[BEGIN LISTED ENTRIES]
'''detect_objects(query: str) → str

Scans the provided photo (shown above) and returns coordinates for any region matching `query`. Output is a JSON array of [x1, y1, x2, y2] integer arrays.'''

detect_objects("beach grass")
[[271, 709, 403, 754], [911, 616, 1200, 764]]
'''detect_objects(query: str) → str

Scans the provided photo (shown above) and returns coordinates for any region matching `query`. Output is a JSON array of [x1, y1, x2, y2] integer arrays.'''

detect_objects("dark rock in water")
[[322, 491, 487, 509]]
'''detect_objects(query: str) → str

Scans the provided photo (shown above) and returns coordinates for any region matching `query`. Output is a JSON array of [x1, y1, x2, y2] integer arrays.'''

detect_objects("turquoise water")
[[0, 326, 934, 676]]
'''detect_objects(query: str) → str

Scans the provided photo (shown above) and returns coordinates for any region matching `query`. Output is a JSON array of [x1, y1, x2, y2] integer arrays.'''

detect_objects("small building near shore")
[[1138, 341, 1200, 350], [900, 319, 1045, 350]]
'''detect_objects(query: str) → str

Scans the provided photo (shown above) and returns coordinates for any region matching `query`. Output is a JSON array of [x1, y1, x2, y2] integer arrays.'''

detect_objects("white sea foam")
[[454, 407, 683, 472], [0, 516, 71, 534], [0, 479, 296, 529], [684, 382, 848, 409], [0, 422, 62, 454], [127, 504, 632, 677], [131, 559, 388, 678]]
[END LISTED ENTRIES]
• **DIRECTIONS FOR THIS TASK**
Pick out and copy each line of the records above that contains the string "water". Case counts.

• **CORRECT ANSWER**
detect_objects("dark rock in water")
detect_objects("turquoise water")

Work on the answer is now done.